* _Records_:
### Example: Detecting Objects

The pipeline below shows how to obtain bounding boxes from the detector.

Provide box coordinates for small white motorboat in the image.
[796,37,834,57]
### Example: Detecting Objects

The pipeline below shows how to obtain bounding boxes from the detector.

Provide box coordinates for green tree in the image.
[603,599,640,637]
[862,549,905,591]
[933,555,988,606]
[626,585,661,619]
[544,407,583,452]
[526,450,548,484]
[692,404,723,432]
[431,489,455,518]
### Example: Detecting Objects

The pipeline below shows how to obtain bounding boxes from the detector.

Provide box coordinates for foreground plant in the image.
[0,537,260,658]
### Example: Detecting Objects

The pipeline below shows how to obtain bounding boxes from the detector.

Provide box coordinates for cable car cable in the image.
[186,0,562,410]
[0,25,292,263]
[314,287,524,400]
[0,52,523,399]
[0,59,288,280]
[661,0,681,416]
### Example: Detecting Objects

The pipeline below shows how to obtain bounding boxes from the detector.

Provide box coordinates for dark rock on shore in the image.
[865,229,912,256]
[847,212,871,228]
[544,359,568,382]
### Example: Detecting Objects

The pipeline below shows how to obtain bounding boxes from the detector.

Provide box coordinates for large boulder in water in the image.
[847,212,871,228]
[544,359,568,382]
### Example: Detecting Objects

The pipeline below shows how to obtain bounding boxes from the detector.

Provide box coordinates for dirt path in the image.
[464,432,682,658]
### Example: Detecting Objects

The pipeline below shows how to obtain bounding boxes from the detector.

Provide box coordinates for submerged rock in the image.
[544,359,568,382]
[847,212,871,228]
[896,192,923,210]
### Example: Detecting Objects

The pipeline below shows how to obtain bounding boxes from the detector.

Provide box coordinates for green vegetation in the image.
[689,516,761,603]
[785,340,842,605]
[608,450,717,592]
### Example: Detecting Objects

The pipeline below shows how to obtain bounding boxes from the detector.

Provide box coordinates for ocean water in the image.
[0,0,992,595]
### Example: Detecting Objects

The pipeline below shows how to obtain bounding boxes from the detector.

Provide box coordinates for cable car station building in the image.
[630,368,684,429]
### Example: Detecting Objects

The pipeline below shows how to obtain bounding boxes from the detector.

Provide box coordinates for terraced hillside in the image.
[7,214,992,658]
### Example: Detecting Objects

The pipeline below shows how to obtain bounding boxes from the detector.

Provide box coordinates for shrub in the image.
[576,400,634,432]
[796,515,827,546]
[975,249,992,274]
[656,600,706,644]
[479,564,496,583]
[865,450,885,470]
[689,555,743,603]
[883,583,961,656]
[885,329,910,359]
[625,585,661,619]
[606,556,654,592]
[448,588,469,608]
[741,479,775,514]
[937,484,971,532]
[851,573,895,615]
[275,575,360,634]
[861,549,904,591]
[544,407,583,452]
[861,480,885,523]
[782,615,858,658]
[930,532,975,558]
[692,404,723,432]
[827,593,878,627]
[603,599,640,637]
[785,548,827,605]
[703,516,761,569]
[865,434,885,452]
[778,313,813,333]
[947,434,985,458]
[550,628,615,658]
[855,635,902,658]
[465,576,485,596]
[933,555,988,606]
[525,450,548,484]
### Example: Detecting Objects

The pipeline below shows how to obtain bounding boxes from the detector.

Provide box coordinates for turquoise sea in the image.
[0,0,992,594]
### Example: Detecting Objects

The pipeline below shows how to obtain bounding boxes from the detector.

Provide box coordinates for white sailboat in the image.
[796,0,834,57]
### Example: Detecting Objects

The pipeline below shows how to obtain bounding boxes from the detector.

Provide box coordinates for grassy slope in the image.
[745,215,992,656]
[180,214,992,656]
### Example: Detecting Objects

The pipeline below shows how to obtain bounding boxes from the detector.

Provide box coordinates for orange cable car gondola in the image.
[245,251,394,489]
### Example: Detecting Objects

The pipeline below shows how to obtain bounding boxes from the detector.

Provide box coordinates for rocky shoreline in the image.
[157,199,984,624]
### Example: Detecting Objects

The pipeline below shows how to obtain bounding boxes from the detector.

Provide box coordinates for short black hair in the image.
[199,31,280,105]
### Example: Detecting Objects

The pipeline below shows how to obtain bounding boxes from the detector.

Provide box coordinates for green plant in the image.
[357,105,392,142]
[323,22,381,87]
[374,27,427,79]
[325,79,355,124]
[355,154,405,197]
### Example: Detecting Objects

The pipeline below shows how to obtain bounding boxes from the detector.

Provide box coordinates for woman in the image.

* _Written request_: Write out all of the lines above again, swapping "Provide" for "Return" at every occurrence. Keep everything else unchanged.

* _Answer_:
### Example: Detecting Objects

The pipeline below shows how to obtain bounding boxes from the detector.

Return box coordinates for small white motorboat in the image.
[796,37,834,57]
### Example: Detecting Objects

The pipeline below shows how to obtain bounding boxes from the detector.

Return box coordinates for green tree in the image.
[603,599,640,637]
[862,549,905,591]
[933,555,988,606]
[626,585,661,619]
[544,407,583,452]
[526,450,548,484]
[692,404,723,432]
[431,489,455,518]
### Example: Detecting Objects

The pipeline below shows how to obtain bounding boxes from the detector.

Return box coordinates for foreground plant in the image.
[0,537,260,658]
### Example: Detecting Objects

The pipeline below shows how to obtain bounding boxes from the detector.

Return box coordinates for cable car cable in the image.
[186,0,562,410]
[0,25,292,263]
[314,287,524,400]
[0,52,523,399]
[0,59,288,280]
[661,0,681,416]
### Example: Detecting Objects

The pipeline below shows how to obtain bounding boxes from the detector.

Return box coordinates for dark rock on shore in the image.
[865,229,912,256]
[847,212,871,228]
[544,359,568,382]
### Example: Detecting Objects

The pipeline below shows how to obtain bounding boxes from the detector.

Return box coordinates for large boulder in water in the image.
[847,212,871,228]
[544,359,568,382]
### Example: Detecting Objects

The pipeline below shows how to obtain bounding boxes from the detector.

Return box coordinates for dirt path in the image.
[464,432,682,658]
### Example: Detecting Objects

The pipeline below shows how to obtain bounding boxes from the detector.

Return box coordinates for submerged rock in the image.
[544,359,568,382]
[847,212,871,228]
[896,192,923,210]
### Example: Detecting Objects

The pipeline below shows how to obtain bounding boxes from the detector.

Return box coordinates for green vegetation in the image.
[689,516,761,603]
[785,340,842,605]
[608,450,717,592]
### Example: Detecting Objects

The pipeline below shows how to obtain bounding boxes from the detector.

Return box coordinates for ocean water in the image.
[0,0,992,595]
### Example: Detecting Objects

The pipeline below shows how to obtain bounding boxes from the detector.

Return box coordinates for cable car station building in the image.
[630,368,684,429]
### Example: Detecting Objects

The pipeline below shows how to obtain bounding boxes from the detector.

Return box coordinates for terraced hillside in the image.
[7,214,992,658]
### Example: Detecting Objects

The pipeline below shows how to obtain bounding boxes from the detector.

Return box coordinates for shrub in the image.
[576,400,634,432]
[796,515,827,546]
[975,249,992,274]
[656,600,706,644]
[479,564,496,583]
[865,450,885,470]
[689,555,743,603]
[883,583,961,656]
[885,329,910,359]
[625,585,661,619]
[606,556,654,592]
[448,588,469,608]
[741,479,775,514]
[937,484,971,532]
[851,573,895,615]
[275,575,360,634]
[861,549,904,591]
[544,407,583,452]
[861,480,885,523]
[782,615,858,658]
[930,532,975,558]
[692,404,723,432]
[827,593,878,627]
[603,599,640,637]
[785,548,827,605]
[703,516,761,569]
[865,434,885,452]
[778,313,813,333]
[947,434,985,458]
[550,628,615,658]
[855,635,902,658]
[465,576,485,596]
[933,555,988,606]
[525,450,548,484]
### Example: Detecting Objects

The pipeline below shows how to obtain bounding boxes from the detector.

Return box coordinates for turquoise sea in the image.
[0,0,992,594]
### Example: Detecting Objects

The pipeline below shows how to obtain bounding boxes from the detector.

Return box coordinates for white sailboat in the image.
[796,0,834,57]
### Example: Detecting Objects

The pipeline below shows how to obtain bounding boxes from the detector.

Return box coordinates for grassy slope in the image.
[745,215,992,656]
[180,214,992,656]
### Example: Detecting Objects

The pipeline below shows how to obtain bounding boxes from the detector.

Return box coordinates for orange cable car gondola in the image.
[245,251,394,489]
### Example: Detecting Objects

The pipeline below shows how to obtain bounding boxes from the detector.

Return box coordinates for rocky shoreline in the image.
[157,199,984,624]
### Example: Detecting Objects

The pipeline below shows how to obtain bounding boxes from the detector.

Return box coordinates for short black hair in the image.
[199,31,280,105]
### Example: Detecting Objects

The pipeline below shows how to obtain bounding boxes from the detector.

Return box coordinates for green plant in the image.
[357,105,392,142]
[323,22,381,87]
[374,27,427,79]
[325,79,355,124]
[355,154,405,197]
### Example: Detecting Objects

The pipeline below shows how to obtain bounding boxes from the detector.

Return box coordinates for woman in the image.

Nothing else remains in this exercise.